Check your understanding ::
**A.** Answer these questions from the article on civil forfeiture bills:
(i) According to the 2023 Flatwater Free Press article, how much forfeited cash did Seward County haul in over the previous five years?
(ii) Under Brewer's bill, who would handle civil forfeitures instead of individual law enforcement officers?
(iii) Which senator proposed LB341?
**B.** Carry on the article on civil forfeiture bills from its last sentence.

Selected text ::

=======

Wayne cited a 2023 Flatwater Free Press article that said Seward County had hauled in $7.5 million in forefeited cash in the previous five years. Brewer said it’s not what he expected to be happening in this country, and compared it to what he had seen on an Army counternarcotics task force in Kyrgyzstan and Tajikistan.

“This what I saw overseas in Third World countries, where the police had the ultimate power and there wasn't a process to try and get back items they seized when they stopped you on the road. And so it just seemed like we weren't being the country we could be with the way they were doing it,” Brewer said.

Brewer’s bill would still allow civil forfeitures, but would require them to be handled by the county attorney’s office, not individual law enforcement officers. Wayne said he would try to amend it into other proposals moving forward.

Another bill Wayne favors is LB341, a proposal by Sen. Steve Halloran that would allow people to sue local governments, including schools, if they are negligent and allow children to be sexually abused.

=======

Recorded information ::
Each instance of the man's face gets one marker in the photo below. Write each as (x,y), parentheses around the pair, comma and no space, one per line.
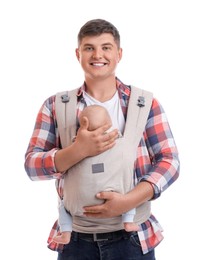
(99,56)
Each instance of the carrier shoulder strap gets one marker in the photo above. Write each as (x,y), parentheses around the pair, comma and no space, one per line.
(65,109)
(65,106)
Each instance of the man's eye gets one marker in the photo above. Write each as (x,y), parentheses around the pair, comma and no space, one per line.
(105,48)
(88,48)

=======

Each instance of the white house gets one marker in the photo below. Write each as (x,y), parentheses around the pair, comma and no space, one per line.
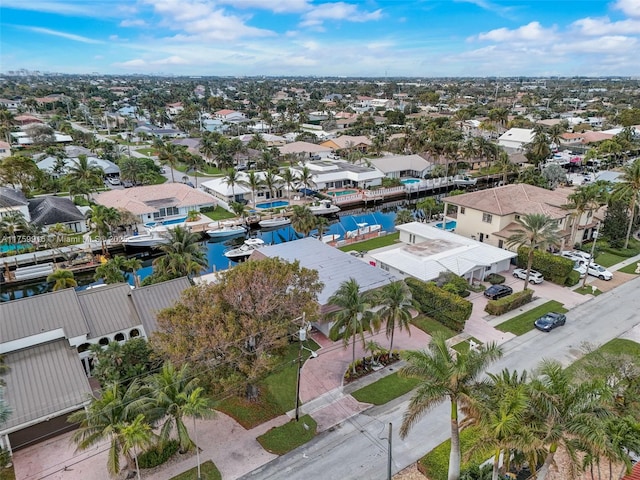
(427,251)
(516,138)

=======

Set of answers ::
**A.**
(i) $7.5 million
(ii) The county attorney's office
(iii) Sen. Steve Halloran

**B.**
Sen. Rick Holdcroft, a member of the Judiciary Committee who opposes the bill, explained his position.

“There is no statute of limitation on going after the perpetrator and that's the person who should be punished. So that's certainly available to the individual who's been assaulted. And you don't have to sue people and get money to hold them accountable,” Holdcroft said.

Sen. Terrell McKinney said victims need a way to pay for the treatment they need.

“It's not a money grab. The families have medical costs that they have to take care of. If this happened, those kids and those families deal with this situation really for the rest of their lives,” McKinney said.

And Halloran said victims were more likely to get money from the institutions that employed the perpetrators than from the individuals themselves.

“Certainly the parents of that child can sue the perpetrator -- can sue the teacher. But guess what? We all know what teachers get paid. They don't get paid enough. So that teacher’s judgment-proof in regards to a liability case. They don't have enough money to compensate for that molestation. So that's a fallacious argument that we can just sue the perpetrator. The institution that is responsible for that employee should also be held liable,” Halloran said.

Later Friday, the Judiciary Committee voted to advance Halloran’s bill, keeping it alive for possible consideration.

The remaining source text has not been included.